◆ PASSAGE ◆
--- --- ---

= Julián Podoba =

Slovak endocrinologist

Julián Podoba (9 January 1916 – 31 August 2005) was a Slovak endocrinologist. His research into iodine deficiency and endemic goitre led to the introduction of iodised salt in Slovakia.

==Biography==
Podoba was born in 1916 in western Slovakia. His father was a farmer and a member of parliament in the First Czechoslovak Republic. Podoba began studying medicine at Comenius University in Bratislava in 1934 and graduated in 1940. During the Second World War, he was forced to resign from his post at the Martin University Hospital because he disagreed with Slovakia's alliance with Nazi Germany, and began working instead at the Hospital of the Workers Social Security Alliance in Bratislava. After the war, he studied endocrinology at Charles University in Prague under Josef Charvát, who was regarded as one of the founders of endocrinology in Czeschoslovakia, and Karel Šilink.

When Podoba returned to Slovakia, he carried out research into endemic goitre based similar field studies conducted by Šilink in Czechia. His research, carried out from 1949 to 1953, showed that most of the Slovakian population was iodine deficient. In some regions, he found a prevalence of endemic goitre in women as high as 80% and cretinism (due to congenital iodine deficiency) as high as 3%. Unlike Šilink's investigations, Podoba also measured urinary iodine concentrations in his subjects, used perchlorate and phenylthiocarbamide tests, and attempted to identify genetic factors involved in the development of endemic goitre.

--- --- ---

◆ THE DATA ◆

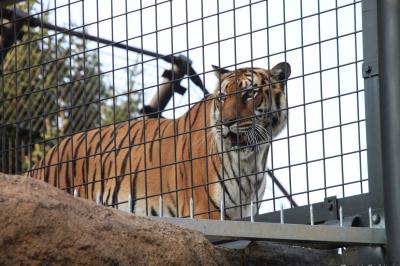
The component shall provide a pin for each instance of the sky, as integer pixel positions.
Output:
(253, 33)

--- --- ---

◆ BRIEF 1 ◆
In the article on Julián Podoba, rewrite the paragraph that begins "When Podoba returned to Slovakia" as a short bulleted list that keeps its main facts.
◆ BRIEF 2 ◆
Continue the article on Julián Podoba from the point where it stops.

◆ WRITTEN RESPONSE 1 ◆
- After returning to Slovakia, Podoba researched endemic goitre, building on Šilink's field studies in Czechia.
- His research, conducted from 1949 to 1953, showed that most of the Slovakian population was iodine deficient.
- In some regions, up to 80% of women had endemic goitre, and up to 3% of people had cretinism caused by congenital iodine deficiency.
- Unlike Šilink, he also measured urinary iodine concentrations, used perchlorate and phenylthiocarbamide tests, and tried to identify genetic factors in endemic goitre.

◆ WRITTEN RESPONSE 2 ◆
The Slovak Ministry of Health established the Institute of Endocrinology in 1951 and Podoba was appointed its first director. The institute was incorporated into the Slovak Academy of Sciences in 1954 and renamed the Institute of Experimental Endocrinology in 1967. He became an associate professor of Comenius University in 1968, served as president of the Slovak Endocrine Society from 1967 to 1975, and founded the international medical journal Endocrinologia experimentalis. He retired in 1987 and died in 2005.

==Legacy==
Iodised salt was introduced in Slovakia in 1951 as a result of Podoba's research on iodine deficiency. As a result, the incidence of endemic goitre declined significantly and cretinism disappeared completely in children. Podoba was awarded the Medal of the President of Slovak Republic in 2003 and was inducted into the Slovak Medical Society's Hall of Fame of Slovak Medicine in 2019.